--- BEGIN TEXT PROVIDED ---

For credentials and connection strings that don't fit a built-in service in the catalog (a Stripe test key, an internal API token, a webhook URL), set the env vars directly on the sandbox.

Per-sandbox env vars

bash
agentry env set STRIPE_SECRET_KEY                # hidden prompt for the value
agentry env set STRIPE_WEBHOOK_SECRET            # another hidden prompt
agentry env set STRIPE_PUBLISHABLE_KEY pk_test_xxx

Omit the VALUE to be prompted with hidden input — that's the recommended way for anything secret-shaped so it stays out of shell history.

To set values on a specific sandbox other than the current pinned one:

bash
agentry env set STRIPE_SECRET_KEY --sandbox quill

The variable becomes available immediately to new processes started in the sandbox. Existing processes (a dev server already running) pick up the change when they restart.

Confirming what's set

bash
agentry env ls
agentry env ls --sandbox quill

Lists the env var names plus a length indicator. Values are not printed.

Deployment env

The same env carries through when you deploy from the sandbox — the deployment form pre-fills the Env tab with everything in the source sandbox. You can edit or override each value at deploy time and click Save and redeploy.

--- END TEXT PROVIDED ---
--- BEGIN DATA LISTING ---

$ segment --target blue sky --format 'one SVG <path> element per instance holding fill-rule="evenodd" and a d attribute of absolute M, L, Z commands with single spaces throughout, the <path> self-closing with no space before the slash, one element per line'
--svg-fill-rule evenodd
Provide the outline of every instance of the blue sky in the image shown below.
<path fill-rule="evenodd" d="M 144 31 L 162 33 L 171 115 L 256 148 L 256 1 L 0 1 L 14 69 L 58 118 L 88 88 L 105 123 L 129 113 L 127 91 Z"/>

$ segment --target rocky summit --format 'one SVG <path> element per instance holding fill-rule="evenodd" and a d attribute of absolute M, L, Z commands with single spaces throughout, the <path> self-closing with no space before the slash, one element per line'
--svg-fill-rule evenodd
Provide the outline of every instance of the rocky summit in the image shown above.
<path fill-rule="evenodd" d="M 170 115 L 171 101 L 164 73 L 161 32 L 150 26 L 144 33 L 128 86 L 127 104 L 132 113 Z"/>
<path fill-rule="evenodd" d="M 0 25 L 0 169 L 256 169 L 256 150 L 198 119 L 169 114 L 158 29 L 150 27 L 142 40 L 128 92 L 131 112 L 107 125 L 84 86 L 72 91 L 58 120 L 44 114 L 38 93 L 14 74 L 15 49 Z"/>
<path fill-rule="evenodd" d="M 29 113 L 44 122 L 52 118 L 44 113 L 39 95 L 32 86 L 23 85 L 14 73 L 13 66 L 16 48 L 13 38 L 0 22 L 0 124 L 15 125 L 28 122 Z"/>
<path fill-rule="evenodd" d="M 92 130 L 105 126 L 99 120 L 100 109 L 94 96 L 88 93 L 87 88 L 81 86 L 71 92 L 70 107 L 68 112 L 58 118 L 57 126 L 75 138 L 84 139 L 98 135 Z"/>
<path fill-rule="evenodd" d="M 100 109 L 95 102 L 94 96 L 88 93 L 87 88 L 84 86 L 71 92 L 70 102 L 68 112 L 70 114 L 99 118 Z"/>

--- END DATA LISTING ---

* CHALLENGES:
a) Translate this sentence from the env var guide into Spanish: "The variable becomes available immediately to new processes started in the sandbox."
b) Please copy the stretch of the env var guide starting at "Omit the VALUE" and ending at "when they restart.".

* TASK-BY-TASK ANSWERS:
a) La variable queda disponible de inmediato para los nuevos procesos iniciados en el sandbox.

b)
Omit the VALUE to be prompted with hidden input — that's the recommended way for anything secret-shaped so it stays out of shell history.

To set values on a specific sandbox other than the current pinned one:

bash
agentry env set STRIPE_SECRET_KEY --sandbox quill

The variable becomes available immediately to new processes started in the sandbox. Existing processes (a dev server already running) pick up the change when they restart.